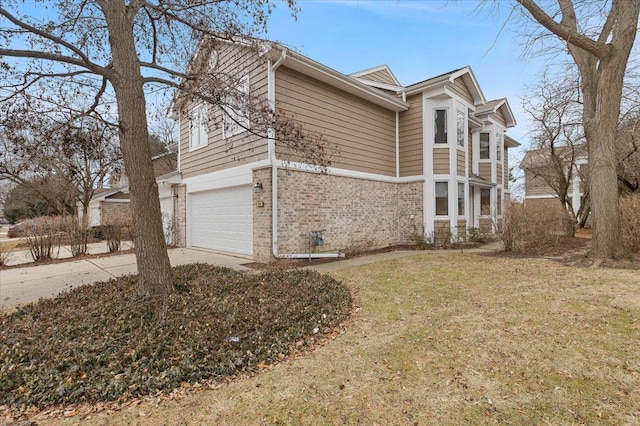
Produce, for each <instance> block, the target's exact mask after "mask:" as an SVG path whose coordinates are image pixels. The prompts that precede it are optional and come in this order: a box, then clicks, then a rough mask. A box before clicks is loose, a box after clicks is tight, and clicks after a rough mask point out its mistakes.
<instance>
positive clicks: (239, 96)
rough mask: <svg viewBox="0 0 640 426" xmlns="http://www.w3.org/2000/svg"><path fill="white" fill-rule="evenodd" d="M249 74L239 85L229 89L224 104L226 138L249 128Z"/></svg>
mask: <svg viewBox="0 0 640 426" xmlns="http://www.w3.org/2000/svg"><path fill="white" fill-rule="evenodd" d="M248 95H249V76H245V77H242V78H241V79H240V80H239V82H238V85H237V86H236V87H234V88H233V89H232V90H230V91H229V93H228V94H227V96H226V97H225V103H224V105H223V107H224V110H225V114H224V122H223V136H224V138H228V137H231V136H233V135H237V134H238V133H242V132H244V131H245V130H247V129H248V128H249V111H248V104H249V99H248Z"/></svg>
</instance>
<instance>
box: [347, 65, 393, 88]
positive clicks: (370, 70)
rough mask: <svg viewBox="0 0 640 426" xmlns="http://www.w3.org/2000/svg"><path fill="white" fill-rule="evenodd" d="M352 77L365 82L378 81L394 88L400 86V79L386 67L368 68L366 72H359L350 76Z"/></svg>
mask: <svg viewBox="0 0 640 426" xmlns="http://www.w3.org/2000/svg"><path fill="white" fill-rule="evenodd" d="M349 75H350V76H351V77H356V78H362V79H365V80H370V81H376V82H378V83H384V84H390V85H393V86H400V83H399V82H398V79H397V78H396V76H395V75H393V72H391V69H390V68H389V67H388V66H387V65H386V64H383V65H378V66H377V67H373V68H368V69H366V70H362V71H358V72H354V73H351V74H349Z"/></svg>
══════
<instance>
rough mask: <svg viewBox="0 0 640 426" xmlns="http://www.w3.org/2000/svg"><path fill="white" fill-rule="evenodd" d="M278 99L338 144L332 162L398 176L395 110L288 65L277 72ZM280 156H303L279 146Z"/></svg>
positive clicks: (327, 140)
══════
§ **Exercise instructions**:
In the data above, start at the line that has "99L338 144L332 162L398", stop after the line that has "positive clicks: (327, 140)", and print every line in between exactly as it stands.

§ **Response to this exercise**:
rough mask: <svg viewBox="0 0 640 426" xmlns="http://www.w3.org/2000/svg"><path fill="white" fill-rule="evenodd" d="M278 99L338 144L332 162L398 176L395 110L288 65L277 72ZM280 156H303L279 146Z"/></svg>
positive clicks: (327, 140)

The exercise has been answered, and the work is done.